- DESCRIPTION OF THE TASK -
Using the data below, repeat all of it precisely.

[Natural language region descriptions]
--*--
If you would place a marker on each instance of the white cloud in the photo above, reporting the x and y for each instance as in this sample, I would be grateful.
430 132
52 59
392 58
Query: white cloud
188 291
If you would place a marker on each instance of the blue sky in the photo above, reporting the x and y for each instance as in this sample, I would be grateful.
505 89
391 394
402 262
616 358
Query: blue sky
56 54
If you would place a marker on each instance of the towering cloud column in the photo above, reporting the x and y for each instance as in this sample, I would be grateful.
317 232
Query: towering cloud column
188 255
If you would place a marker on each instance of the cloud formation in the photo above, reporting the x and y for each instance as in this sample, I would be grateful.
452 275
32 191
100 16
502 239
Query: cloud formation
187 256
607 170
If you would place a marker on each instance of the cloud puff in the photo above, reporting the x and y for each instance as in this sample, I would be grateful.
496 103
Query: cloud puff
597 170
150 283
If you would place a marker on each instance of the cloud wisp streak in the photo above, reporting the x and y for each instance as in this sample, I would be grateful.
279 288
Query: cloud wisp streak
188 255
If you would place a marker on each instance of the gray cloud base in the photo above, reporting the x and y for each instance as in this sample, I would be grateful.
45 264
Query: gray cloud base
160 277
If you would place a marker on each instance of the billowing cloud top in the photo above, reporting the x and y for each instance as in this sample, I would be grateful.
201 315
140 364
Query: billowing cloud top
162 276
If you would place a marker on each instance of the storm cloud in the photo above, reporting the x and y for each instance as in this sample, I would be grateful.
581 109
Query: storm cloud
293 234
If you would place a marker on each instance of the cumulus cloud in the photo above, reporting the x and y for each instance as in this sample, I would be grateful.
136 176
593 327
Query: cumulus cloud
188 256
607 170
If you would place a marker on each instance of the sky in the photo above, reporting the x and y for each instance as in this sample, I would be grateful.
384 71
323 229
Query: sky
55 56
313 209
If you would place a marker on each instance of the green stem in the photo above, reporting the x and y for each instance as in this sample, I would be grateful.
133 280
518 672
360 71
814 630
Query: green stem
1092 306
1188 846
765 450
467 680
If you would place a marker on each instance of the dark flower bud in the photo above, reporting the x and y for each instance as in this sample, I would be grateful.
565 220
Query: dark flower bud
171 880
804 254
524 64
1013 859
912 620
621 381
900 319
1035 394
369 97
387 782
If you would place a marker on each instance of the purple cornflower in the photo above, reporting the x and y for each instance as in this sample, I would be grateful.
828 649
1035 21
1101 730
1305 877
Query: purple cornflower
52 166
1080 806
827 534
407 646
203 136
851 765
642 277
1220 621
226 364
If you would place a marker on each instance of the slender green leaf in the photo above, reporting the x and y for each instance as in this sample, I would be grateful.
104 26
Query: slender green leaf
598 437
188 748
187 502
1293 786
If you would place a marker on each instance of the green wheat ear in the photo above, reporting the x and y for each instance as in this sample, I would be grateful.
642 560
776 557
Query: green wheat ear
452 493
--*--
- TASK OUTPUT -
If you would place a marker on each instance of the white cloud in the photo above, reporting the x and y for each instance as in this sample, I would be grateful.
430 132
52 59
392 58
Query: white cloud
188 291
If you would place a marker on each instance of the blue sky in the photo above, reporting the x and y for each instance as in this sample, I would be grateful.
505 89
391 394
402 262
616 358
Query: blue sky
56 54
If you would place a marker on each instance of the towering cloud column in the photo above, reporting the x and y for each instance as in this sample, I would be grateful.
317 232
Query: towering cloud column
188 255
If you would place a marker on each instance of the cloud formation in the photo above, reporting the x and y for each instance as in this sample, I would be grateful.
452 275
32 191
100 16
502 239
Query: cloud formation
187 256
607 170
If you would place a marker on each instance of the cloud puff in the photo above, reporting the x and y for each instance as in this sample, I would be grateful.
496 103
Query: cloud puff
597 170
150 283
If you would place a marker on each instance of the cloud wisp streak in the photo above, reporting the x and y for each instance as in this sample, I would be grateful.
279 288
Query: cloud wisp streak
188 255
If you would place a marker on each instance of the gray cloud base in the photo above, reporting the x and y for each instance as in this sample, I would be grateful.
45 264
Query: gray cloud base
160 277
If you would place a marker on each instance of the billowing cloud top in the photo above, reporting the x and y for each instance as in this sample, I would be grateful.
201 315
140 364
Query: billowing cloud top
162 276
If you would place a marker on each instance of the storm cloud in the photo above, reporting the x and y for each instance as in this sample, I would be grateful.
581 109
Query: storm cloud
293 234
If you would place a marker on each instance of the cumulus cloud in the photo above, reporting the x and y for each instance as in this sample, I would be grateful.
136 176
593 327
Query: cumulus cloud
188 256
607 170
If you would place a marker on each instance of the sky in the photo above, reporting the x and y for each instance as in this sample, I would be grateful.
384 71
323 229
Query: sky
55 56
313 209
If you would place a marker on each instance of the green stem in the photo above, reporting the x and y for each instance as in this sample, I would be grateful.
133 280
518 672
360 71
814 630
Query: green stem
1092 306
1188 846
765 450
467 680
If you would place a marker on each instance of the dark flower bud in the photo above, reporting the x and y for each instance as in this sample, I would be grateful.
565 220
Query: dark flower bud
171 880
804 254
524 64
1013 859
912 620
621 381
900 319
1035 394
369 97
387 782
If you would place a marker on each instance of the purple cornflower in the photo above, reporting the x and y for each instance as in this sample, I would be grateful.
828 649
1035 21
1101 730
1305 877
Query: purple cornflower
52 166
1080 806
827 534
407 646
203 136
851 765
642 277
1220 621
226 364
If you would place a marker on each instance of the slender green leaf in the photo above, reporting the x and y for each instance as in this sample, I would be grateful.
104 26
Query: slender green leaf
598 437
188 748
187 502
1293 786
If you would place a marker on each instance of the green wheat ear in the photo above, reporting the x and y for each instance as in this sample, I would be grateful.
642 560
776 557
Query: green wheat ear
452 493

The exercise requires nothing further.